◆ What is required ◆
Reproduce every line of the records below verbatim, omitting the pictures.
====== Record excerpts ======
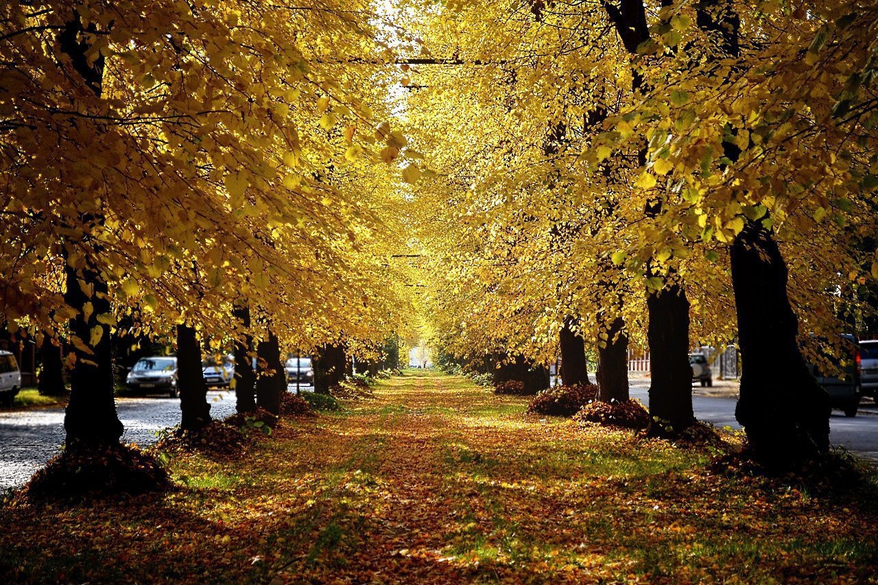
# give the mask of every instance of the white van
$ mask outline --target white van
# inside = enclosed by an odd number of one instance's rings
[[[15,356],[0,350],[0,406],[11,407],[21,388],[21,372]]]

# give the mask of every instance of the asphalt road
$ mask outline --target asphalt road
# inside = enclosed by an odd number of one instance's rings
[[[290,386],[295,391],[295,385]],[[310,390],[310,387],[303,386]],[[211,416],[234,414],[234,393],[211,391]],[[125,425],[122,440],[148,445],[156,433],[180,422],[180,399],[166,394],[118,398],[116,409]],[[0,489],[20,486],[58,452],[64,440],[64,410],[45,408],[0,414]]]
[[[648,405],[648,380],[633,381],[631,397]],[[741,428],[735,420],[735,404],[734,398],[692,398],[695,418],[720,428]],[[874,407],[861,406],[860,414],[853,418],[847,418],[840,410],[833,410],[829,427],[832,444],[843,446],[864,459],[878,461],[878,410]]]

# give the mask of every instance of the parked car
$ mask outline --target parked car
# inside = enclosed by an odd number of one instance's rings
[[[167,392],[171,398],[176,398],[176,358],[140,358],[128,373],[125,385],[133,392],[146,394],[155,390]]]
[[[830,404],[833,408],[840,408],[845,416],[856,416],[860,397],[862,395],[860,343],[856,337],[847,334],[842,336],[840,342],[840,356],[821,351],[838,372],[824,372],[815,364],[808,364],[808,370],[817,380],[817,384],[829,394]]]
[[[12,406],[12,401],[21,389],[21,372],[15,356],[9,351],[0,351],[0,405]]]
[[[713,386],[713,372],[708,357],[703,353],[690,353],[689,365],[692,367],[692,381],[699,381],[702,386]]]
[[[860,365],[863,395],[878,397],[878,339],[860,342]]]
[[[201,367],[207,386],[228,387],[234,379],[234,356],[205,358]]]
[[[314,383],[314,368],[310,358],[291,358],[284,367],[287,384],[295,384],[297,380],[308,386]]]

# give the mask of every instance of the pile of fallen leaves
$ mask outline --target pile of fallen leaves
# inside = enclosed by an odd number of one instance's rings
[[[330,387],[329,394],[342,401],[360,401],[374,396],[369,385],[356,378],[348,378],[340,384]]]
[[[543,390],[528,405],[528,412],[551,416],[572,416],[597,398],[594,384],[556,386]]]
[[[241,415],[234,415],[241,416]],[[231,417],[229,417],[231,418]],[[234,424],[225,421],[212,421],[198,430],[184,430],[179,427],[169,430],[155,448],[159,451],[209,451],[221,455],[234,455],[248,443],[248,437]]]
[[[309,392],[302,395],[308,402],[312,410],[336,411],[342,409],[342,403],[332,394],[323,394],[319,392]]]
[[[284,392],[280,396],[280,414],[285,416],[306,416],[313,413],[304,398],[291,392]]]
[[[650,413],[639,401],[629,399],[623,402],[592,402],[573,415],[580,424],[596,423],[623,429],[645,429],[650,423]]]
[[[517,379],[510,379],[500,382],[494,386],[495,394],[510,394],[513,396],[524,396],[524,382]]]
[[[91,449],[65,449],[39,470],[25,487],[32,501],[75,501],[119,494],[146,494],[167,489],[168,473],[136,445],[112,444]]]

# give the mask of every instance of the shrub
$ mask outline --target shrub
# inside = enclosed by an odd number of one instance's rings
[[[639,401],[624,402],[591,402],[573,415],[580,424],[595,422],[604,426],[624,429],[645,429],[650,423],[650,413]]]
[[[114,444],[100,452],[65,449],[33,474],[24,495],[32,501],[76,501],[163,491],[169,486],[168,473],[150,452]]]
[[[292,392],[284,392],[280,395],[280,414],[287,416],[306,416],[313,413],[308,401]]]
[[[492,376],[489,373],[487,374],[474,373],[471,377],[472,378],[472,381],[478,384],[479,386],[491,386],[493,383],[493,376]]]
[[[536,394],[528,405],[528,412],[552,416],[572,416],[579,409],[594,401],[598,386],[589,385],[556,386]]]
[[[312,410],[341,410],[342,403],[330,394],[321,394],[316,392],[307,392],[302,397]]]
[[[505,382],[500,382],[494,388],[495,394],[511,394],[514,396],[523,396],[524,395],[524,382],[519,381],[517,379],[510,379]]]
======
◆ Problem solution ◆
# give the mask of every instance of the white van
$ mask outline --target white van
# inside = enclosed by an odd number of one instance's rings
[[[15,356],[0,350],[0,406],[11,407],[21,388],[21,372]]]

# give the mask of every instance of the asphalt road
$ mask outline --target asphalt road
# inside = enclosed by an odd number of one instance's rings
[[[290,386],[295,391],[295,385]],[[310,390],[310,387],[303,386]],[[211,416],[234,414],[234,393],[211,391]],[[125,425],[122,440],[148,445],[156,433],[180,422],[180,399],[166,394],[118,398],[116,409]],[[0,489],[20,486],[58,452],[64,440],[64,410],[45,408],[0,414]]]
[[[648,405],[648,380],[633,381],[631,397]],[[741,428],[735,420],[735,404],[734,398],[692,398],[695,418],[720,428]],[[874,407],[861,406],[860,414],[853,418],[847,418],[840,410],[833,410],[829,427],[832,444],[843,446],[864,459],[878,461],[878,410]]]

# give the mask of every instance of the parked car
$ mask outline --target parked car
# inside = enclosed by an odd number of one instance's rings
[[[167,392],[171,398],[176,398],[176,358],[140,358],[128,373],[125,385],[133,392],[146,394],[155,390]]]
[[[830,404],[833,408],[840,408],[845,416],[856,416],[860,397],[862,395],[860,343],[856,337],[847,334],[842,336],[840,342],[840,356],[821,351],[838,372],[824,372],[815,364],[808,364],[808,370],[817,380],[817,384],[829,394]]]
[[[12,406],[12,401],[21,389],[21,372],[15,356],[9,351],[0,351],[0,405]]]
[[[713,386],[713,372],[708,357],[703,353],[690,353],[689,365],[692,367],[692,381],[699,381],[702,386]]]
[[[860,365],[863,395],[878,397],[878,339],[860,342]]]
[[[201,367],[207,386],[228,387],[234,379],[234,356],[205,358]]]
[[[314,383],[314,368],[310,358],[291,358],[284,367],[287,384],[295,384],[297,380],[308,386]]]

# give the mask of every instance of the pile of fallen leaves
$ mask outline --target pile of fallen leaves
# inside = enclosed by an odd number of one instance's rings
[[[330,387],[329,394],[342,401],[360,401],[374,396],[369,385],[356,378],[348,378],[340,384]]]
[[[543,390],[528,405],[528,412],[551,416],[572,416],[597,398],[594,384],[556,386]]]
[[[241,415],[234,415],[241,416]],[[231,417],[229,417],[231,418]],[[234,424],[225,421],[212,421],[198,430],[184,430],[179,427],[169,430],[155,448],[159,451],[209,451],[221,455],[234,455],[248,443],[248,437]]]
[[[309,392],[302,395],[308,402],[312,410],[336,411],[342,409],[342,403],[332,394],[323,394],[319,392]]]
[[[284,392],[280,396],[280,414],[285,416],[306,416],[313,413],[304,398],[291,392]]]
[[[650,413],[639,401],[629,399],[623,402],[592,402],[573,415],[580,424],[596,423],[623,429],[645,429],[650,423]]]
[[[517,379],[510,379],[500,382],[494,386],[495,394],[510,394],[513,396],[524,396],[524,382]]]
[[[91,449],[65,449],[39,470],[25,487],[32,501],[75,501],[119,494],[146,494],[167,489],[168,473],[136,445],[112,444]]]

# give the mask of every instance of the shrub
$ mask outline --target shrub
# inside = enclosed by an odd number of one instance's rings
[[[639,401],[624,402],[591,402],[573,415],[580,424],[595,422],[604,426],[624,429],[645,429],[650,423],[650,413]]]
[[[114,444],[100,452],[65,449],[33,474],[24,495],[32,501],[76,501],[163,491],[169,486],[168,473],[150,452]]]
[[[292,392],[284,392],[280,395],[280,414],[287,416],[306,416],[313,413],[308,401]]]
[[[492,376],[489,373],[487,374],[474,373],[471,377],[472,378],[472,381],[478,384],[479,386],[491,386],[493,383],[493,376]]]
[[[536,394],[528,405],[528,412],[552,416],[572,416],[579,409],[594,401],[598,386],[589,385],[556,386]]]
[[[312,410],[341,410],[342,403],[330,394],[321,394],[316,392],[307,392],[302,397]]]
[[[505,382],[500,382],[494,388],[495,394],[511,394],[514,396],[523,396],[524,395],[524,382],[519,381],[517,379],[510,379]]]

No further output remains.